WHAT THE EXERCISE ASKS
Reproduce each line of the material precisely.

-------- DATA --------

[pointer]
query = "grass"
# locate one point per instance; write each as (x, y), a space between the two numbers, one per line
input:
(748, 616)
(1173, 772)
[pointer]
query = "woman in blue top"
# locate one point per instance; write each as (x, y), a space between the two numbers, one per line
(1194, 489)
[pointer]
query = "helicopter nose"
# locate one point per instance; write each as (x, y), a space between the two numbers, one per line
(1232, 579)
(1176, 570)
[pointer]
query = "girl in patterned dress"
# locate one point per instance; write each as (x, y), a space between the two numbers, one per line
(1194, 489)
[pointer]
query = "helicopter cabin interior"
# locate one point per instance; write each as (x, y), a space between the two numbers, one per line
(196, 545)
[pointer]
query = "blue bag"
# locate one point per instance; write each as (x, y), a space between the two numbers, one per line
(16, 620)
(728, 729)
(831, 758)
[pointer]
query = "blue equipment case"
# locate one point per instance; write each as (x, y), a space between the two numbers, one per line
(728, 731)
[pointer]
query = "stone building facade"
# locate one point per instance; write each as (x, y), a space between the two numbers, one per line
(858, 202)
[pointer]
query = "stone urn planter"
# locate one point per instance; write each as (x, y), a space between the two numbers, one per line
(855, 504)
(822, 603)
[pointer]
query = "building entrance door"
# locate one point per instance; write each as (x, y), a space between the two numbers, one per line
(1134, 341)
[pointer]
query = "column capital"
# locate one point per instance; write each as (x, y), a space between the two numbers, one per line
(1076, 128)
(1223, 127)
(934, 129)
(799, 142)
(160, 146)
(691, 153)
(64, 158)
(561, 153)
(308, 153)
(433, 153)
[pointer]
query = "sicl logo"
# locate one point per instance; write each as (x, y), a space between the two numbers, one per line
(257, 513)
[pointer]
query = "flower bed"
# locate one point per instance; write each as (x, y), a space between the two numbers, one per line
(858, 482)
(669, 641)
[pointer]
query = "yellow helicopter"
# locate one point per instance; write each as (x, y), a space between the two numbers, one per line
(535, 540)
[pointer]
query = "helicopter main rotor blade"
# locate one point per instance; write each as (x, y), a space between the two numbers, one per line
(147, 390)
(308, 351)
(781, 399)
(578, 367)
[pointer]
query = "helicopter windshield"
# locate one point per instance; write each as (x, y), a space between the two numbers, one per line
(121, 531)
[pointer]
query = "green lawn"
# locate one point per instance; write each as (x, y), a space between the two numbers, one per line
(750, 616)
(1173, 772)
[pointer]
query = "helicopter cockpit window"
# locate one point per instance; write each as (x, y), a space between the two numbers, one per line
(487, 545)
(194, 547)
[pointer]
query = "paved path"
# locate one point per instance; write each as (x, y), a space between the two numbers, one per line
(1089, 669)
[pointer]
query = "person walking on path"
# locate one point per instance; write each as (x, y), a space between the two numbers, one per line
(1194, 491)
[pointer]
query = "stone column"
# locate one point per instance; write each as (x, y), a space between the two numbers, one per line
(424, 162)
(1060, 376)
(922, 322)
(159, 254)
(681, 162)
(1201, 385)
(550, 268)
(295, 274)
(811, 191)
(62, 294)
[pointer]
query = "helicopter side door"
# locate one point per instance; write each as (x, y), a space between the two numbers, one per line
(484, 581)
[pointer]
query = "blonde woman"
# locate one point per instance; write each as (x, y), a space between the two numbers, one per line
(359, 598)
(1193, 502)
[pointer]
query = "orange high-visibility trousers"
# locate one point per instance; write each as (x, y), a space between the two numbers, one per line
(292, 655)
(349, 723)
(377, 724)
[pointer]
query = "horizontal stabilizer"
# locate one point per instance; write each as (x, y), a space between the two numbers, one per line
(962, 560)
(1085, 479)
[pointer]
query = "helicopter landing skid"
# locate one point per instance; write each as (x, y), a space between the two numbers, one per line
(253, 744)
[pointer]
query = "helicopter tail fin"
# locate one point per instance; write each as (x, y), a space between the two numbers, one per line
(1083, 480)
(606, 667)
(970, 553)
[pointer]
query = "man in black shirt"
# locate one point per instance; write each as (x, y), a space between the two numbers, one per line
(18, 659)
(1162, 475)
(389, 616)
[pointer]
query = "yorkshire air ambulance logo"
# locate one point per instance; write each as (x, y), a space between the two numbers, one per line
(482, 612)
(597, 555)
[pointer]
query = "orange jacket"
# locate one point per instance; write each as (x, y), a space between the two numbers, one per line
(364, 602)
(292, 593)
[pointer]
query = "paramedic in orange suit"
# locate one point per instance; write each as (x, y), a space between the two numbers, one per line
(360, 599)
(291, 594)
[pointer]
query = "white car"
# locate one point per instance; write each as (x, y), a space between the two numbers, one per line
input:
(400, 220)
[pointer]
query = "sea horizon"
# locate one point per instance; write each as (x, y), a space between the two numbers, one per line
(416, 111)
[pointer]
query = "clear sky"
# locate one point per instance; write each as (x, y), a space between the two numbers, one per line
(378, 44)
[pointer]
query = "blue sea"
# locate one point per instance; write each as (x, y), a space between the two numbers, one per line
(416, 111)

--------

CORRECT ANSWER
[pointer]
query = "grass"
# locate one point per instance; write each as (x, y), a space between the two numbers, one per line
input:
(748, 616)
(1173, 772)
[pointer]
query = "woman in blue top"
# locate one point per instance; write each as (x, y), a space between the two numbers, one per line
(1194, 489)
[pointer]
query = "helicopter nose"
# locate one point per instance; write each as (x, y), a space between the two numbers, one per line
(1232, 579)
(1176, 570)
[pointer]
query = "girl in patterned dress"
# locate one point per instance; write each as (x, y), a space between the two numbers, one per line
(1194, 489)
[pointer]
query = "helicopter cabin interior"
# locate one point per instance; write each as (x, y), a space between the two numbers, one per line
(196, 545)
[pointer]
query = "blue bag"
# locate one point per instance; write each as (x, y), a space between the two numbers, one per line
(16, 620)
(728, 729)
(831, 758)
[pointer]
query = "blue equipment case"
# locate one point per instance; write each as (x, y), a space between the two numbers, one per line
(728, 731)
[pointer]
query = "stone building facade"
# locate one point per instance; write each as (x, y), a space between the two numbers, one per line
(858, 202)
[pointer]
query = "stone urn planter"
# locate one point per instance; write each as (x, y), a space between the two numbers, one per line
(855, 504)
(822, 603)
[pointer]
query = "building entrance door"
# locate one point per instance; write each as (x, y), a space between the two numbers, one per line
(1134, 341)
[pointer]
query = "column capital"
# locate one point per instance; write each as (x, y), a space between the two numbers, one per line
(1076, 128)
(1223, 127)
(934, 129)
(799, 142)
(160, 146)
(691, 153)
(64, 158)
(561, 153)
(308, 153)
(433, 153)
[pointer]
query = "sicl logo"
# locate one point per instance; write each as (x, y), a space between the two numbers, one per line
(257, 513)
[pointer]
query = "flower bed"
# locate one point per instance; write each as (x, y), a space between the two numbers, one per line
(858, 482)
(669, 641)
[pointer]
query = "yellow helicopter"
# locate one point per instance; write each as (x, y), a space between the two numbers, one per line
(535, 540)
[pointer]
query = "helicopter main rotor blade"
# locate one point per instance; write each as (x, y), a space between the two numbers, one per line
(147, 390)
(308, 351)
(781, 399)
(578, 367)
[pointer]
query = "helicopter windshield"
# locate one point per instance; write each as (x, y), a space between the two numbers, one per line
(121, 531)
[pointer]
query = "green lawn"
# locate one point per instance; write each as (x, y), a space between the two numbers, one per line
(750, 616)
(1173, 772)
[pointer]
query = "helicopter cockpit window"
# locate one point per instance; write each as (x, y), a space between the two numbers, one per line
(487, 545)
(194, 547)
[pointer]
query = "paved path"
# locate one point per instance; write each as (x, y), a space between the two numbers, one per line
(1089, 669)
[pointer]
query = "person walking on path"
# locate one point per instance; write each as (x, y), a space between the two numbers, one per line
(1194, 491)
[pointer]
query = "stone column"
# locate one point per instance; write each as (x, y), a space between the two numbers, one per line
(424, 162)
(1060, 376)
(922, 322)
(159, 254)
(681, 162)
(1201, 385)
(550, 268)
(295, 274)
(811, 191)
(62, 294)
[pointer]
query = "helicopter side door"
# locate one point per instance; write each as (x, y), a space between the two numbers, one per line
(484, 581)
[pointer]
query = "blonde woman"
# locate one point per instance; write each as (x, y), a space between the two numbers, one per line
(359, 598)
(1193, 502)
[pointer]
query = "orange high-visibility trousers"
# locate one point per instance; write each as (x, y), a space between the two numbers, one per line
(292, 655)
(349, 723)
(377, 724)
[pointer]
query = "horizontal stabilizer"
# locate one point per instance; write each as (x, y), a space between the two numbers, one per line
(962, 560)
(1085, 479)
[pointer]
query = "helicopter landing skid"
# locate one point per instance; write each as (x, y), a space between the two numbers, one per line
(253, 744)
[pointer]
query = "helicopter tail fin"
# locate one point per instance; write each as (x, y), a space between the two numbers, one per line
(1083, 480)
(606, 667)
(970, 553)
[pointer]
query = "man in black shirt"
# locate one point per instance; write each as (x, y), a space between the two numbers, one per line
(18, 659)
(1162, 475)
(389, 616)
[pointer]
query = "yorkshire air ambulance logo"
# locate one point per instance; write each as (x, y), a space between the two numbers, one per line
(482, 612)
(597, 555)
[pointer]
query = "orange jacket"
# locate one point per instance; write each as (x, y), a space between the two numbers, one per line
(364, 602)
(292, 593)
[pointer]
query = "paramedic in orange suit"
# locate one point per instance; write each as (x, y), a space between the two numbers, one per line
(360, 599)
(291, 594)
[pointer]
query = "white car"
# locate one point per instance; write each as (x, y), a space between the two numbers, one per line
input:
(400, 220)
[pointer]
query = "sea horizon"
# locate one point per instance; write each as (x, y), a space between the two numbers, one per line
(416, 111)
[pointer]
query = "clear sky"
# locate one point per instance; write each as (x, y), a space between the two numbers, one per line
(378, 44)
[pointer]
query = "blue sea"
# locate one point per instance; write each as (x, y), a space between the two numbers, one per line
(416, 111)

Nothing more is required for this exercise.